[Excerpts of labeled region data]

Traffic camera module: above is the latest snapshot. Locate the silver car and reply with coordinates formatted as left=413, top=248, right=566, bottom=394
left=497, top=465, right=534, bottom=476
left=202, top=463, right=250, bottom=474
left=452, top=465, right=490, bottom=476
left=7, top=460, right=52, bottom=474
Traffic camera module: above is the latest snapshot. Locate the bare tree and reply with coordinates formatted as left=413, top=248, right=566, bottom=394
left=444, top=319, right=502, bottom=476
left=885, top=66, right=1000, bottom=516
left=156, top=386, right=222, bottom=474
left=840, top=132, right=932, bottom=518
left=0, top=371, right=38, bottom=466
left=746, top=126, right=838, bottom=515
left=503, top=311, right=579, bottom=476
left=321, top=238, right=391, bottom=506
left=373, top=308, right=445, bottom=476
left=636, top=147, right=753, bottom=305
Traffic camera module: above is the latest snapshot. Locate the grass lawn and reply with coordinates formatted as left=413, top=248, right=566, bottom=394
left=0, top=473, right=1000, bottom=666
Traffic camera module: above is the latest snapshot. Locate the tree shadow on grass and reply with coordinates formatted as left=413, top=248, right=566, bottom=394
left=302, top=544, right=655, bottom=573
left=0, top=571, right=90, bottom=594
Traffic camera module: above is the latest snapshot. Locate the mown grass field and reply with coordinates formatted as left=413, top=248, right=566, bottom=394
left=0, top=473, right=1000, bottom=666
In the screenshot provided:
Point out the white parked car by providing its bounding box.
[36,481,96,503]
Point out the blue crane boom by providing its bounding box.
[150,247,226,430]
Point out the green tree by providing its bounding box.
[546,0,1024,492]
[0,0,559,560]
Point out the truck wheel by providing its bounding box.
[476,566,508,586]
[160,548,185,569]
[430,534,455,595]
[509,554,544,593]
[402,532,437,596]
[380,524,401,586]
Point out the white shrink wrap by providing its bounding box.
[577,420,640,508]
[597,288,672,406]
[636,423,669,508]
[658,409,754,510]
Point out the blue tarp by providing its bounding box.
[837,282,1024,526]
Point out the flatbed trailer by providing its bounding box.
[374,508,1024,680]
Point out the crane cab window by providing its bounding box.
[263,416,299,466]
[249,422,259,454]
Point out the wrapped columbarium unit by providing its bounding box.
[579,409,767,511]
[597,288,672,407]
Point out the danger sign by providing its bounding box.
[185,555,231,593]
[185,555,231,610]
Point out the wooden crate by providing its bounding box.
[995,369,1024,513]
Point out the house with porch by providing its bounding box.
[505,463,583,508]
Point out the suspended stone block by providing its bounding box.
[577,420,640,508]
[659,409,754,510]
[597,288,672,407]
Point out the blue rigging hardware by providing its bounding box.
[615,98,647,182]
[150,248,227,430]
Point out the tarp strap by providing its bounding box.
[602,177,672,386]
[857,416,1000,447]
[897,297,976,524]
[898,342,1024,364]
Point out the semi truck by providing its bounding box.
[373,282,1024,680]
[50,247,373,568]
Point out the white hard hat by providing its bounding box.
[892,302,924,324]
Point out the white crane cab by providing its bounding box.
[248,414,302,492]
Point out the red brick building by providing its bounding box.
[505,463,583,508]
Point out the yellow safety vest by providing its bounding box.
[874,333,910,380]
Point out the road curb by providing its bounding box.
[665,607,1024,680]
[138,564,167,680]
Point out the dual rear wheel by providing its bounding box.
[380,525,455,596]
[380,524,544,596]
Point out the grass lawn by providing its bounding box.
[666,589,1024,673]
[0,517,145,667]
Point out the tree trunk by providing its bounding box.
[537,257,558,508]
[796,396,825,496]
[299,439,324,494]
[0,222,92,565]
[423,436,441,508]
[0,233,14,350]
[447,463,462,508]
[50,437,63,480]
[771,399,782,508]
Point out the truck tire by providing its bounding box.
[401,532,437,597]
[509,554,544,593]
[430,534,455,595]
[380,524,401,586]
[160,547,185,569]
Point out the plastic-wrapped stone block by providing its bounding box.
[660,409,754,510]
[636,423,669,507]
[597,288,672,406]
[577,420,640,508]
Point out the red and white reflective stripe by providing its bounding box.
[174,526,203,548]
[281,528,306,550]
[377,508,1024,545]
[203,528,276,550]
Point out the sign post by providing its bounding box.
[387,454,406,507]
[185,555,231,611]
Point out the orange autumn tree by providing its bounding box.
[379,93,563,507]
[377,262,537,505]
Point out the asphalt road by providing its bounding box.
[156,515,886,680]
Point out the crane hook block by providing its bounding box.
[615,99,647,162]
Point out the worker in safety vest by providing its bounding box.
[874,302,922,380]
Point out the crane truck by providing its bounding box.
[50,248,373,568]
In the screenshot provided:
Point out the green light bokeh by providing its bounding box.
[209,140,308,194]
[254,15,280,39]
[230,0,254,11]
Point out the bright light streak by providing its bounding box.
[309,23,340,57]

OBJECTIVE:
Print all of the records above again, line for line, with no changes.

OUTPUT:
Traffic camera module: above is the latest snapshot. Locate the silver car and reply with coordinates formatted as left=413, top=248, right=566, bottom=394
left=497, top=465, right=534, bottom=476
left=202, top=463, right=250, bottom=474
left=452, top=465, right=490, bottom=476
left=7, top=460, right=52, bottom=474
Traffic camera module: above is the latest snapshot. Locate the bare tree and reply with coordinates formatted as left=413, top=248, right=566, bottom=394
left=444, top=319, right=502, bottom=476
left=885, top=66, right=1000, bottom=516
left=156, top=386, right=222, bottom=474
left=840, top=132, right=932, bottom=518
left=0, top=371, right=38, bottom=466
left=746, top=126, right=838, bottom=515
left=503, top=311, right=579, bottom=476
left=321, top=238, right=391, bottom=506
left=373, top=308, right=445, bottom=476
left=636, top=147, right=753, bottom=305
Traffic camera module: above is the latest snapshot. Locate the grass lawn and reply with coordinates formatted as left=413, top=248, right=566, bottom=394
left=0, top=473, right=1000, bottom=666
Traffic camera module: above is the latest snapshot. Locate the tree shadow on grass and reply with coordinates formatted as left=413, top=248, right=566, bottom=394
left=302, top=544, right=655, bottom=573
left=0, top=571, right=90, bottom=594
Traffic camera module: above is the latest snapshot. Locate the mown grass field and reply with coordinates formatted as left=413, top=248, right=566, bottom=394
left=0, top=473, right=1000, bottom=666
In the screenshot provided:
Point out the white parked car by providing its bounding box.
[36,481,96,503]
Point out the blue crane boom by providing its bounding box.
[150,247,226,430]
Point out the green tree by providing its bounding box.
[546,0,1024,492]
[0,0,559,560]
Point out the truck wheel by providing its bounding box.
[476,566,508,586]
[160,548,185,569]
[430,534,455,595]
[509,554,544,593]
[402,532,437,596]
[380,524,401,586]
Point out the white shrink wrap by providing its bounding box.
[577,420,640,508]
[597,288,672,406]
[636,423,669,508]
[658,409,754,510]
Point out the blue tarp by providing its bounding box.
[837,282,1024,526]
Point out the flatbed trailer by providing its bounding box.
[374,508,1024,680]
Point out the crane cab window by providing its bounding box.
[263,416,299,466]
[249,422,259,454]
Point out the wrapped columbarium unit by providing its bounding box.
[579,409,767,511]
[597,288,672,407]
Point out the danger sign by providing its bounding box.
[185,555,231,593]
[185,555,231,610]
Point out the wooden crate by providing its bounding box.
[995,369,1024,513]
Point out the house with porch by providing its bounding box.
[505,463,583,508]
Point out the suspended stone block by providing its bounding box.
[577,420,640,508]
[659,409,754,510]
[597,288,672,407]
Point out the blue rigging hardware by providing its bounding box.
[615,98,647,182]
[150,248,227,430]
Point out the tarp strap by providing its bounding box.
[602,177,672,386]
[857,416,1000,447]
[897,297,976,524]
[898,342,1024,364]
Point out the semi truck by providing its bounding box.
[373,282,1024,680]
[50,247,373,568]
Point out the white hard hat by providing its bounding box.
[892,302,924,324]
Point out the white crane cab by providing its bounding box.
[248,414,302,492]
Point out the red brick building by providing its bounding box.
[505,463,583,508]
Point out the yellow safety vest by providing its bounding box.
[874,333,910,380]
Point out the road curb by providing its bounding box.
[665,607,1024,680]
[138,564,167,680]
Point out the dual rear wheel by providing its bounding box.
[380,525,455,596]
[380,524,544,596]
Point out the grass lawn by providing its bounding box.
[666,589,1024,673]
[0,517,145,667]
Point out the tree trunk by providing its bounding box.
[537,257,558,508]
[796,396,825,496]
[299,439,324,494]
[0,222,92,565]
[423,436,441,508]
[0,233,14,350]
[447,463,462,508]
[50,437,63,480]
[771,399,782,508]
Point out the truck tire by providing its bounding box.
[401,532,437,597]
[509,554,544,593]
[430,534,455,595]
[380,524,401,586]
[160,547,185,569]
Point out the plastic-wrapped stone block by providing its bounding box.
[660,409,754,510]
[636,423,669,507]
[597,288,672,406]
[577,420,640,508]
Point out the red and white reflective stripe by providing its bounding box.
[174,526,203,548]
[281,528,306,550]
[377,508,1024,545]
[203,528,276,550]
Point out the sign post by providing its bounding box.
[387,454,406,507]
[185,555,231,611]
Point out the orange autumn tree by providing its bounding box.
[379,93,563,507]
[377,262,537,505]
Point out the asphalt road by providing its bounding box.
[156,515,886,680]
Point out the crane hook block by providing its bounding box.
[615,99,647,162]
Point out the worker in safety vest by providing its bounding box.
[874,302,922,380]
Point out the crane truck by providing its bounding box.
[50,248,373,568]
In the screenshot provided:
Point out the green light bokeh by providing its bounding box.
[209,140,308,194]
[254,15,280,39]
[230,0,254,11]
Point out the bright light streak by providing its bounding box.
[309,23,340,57]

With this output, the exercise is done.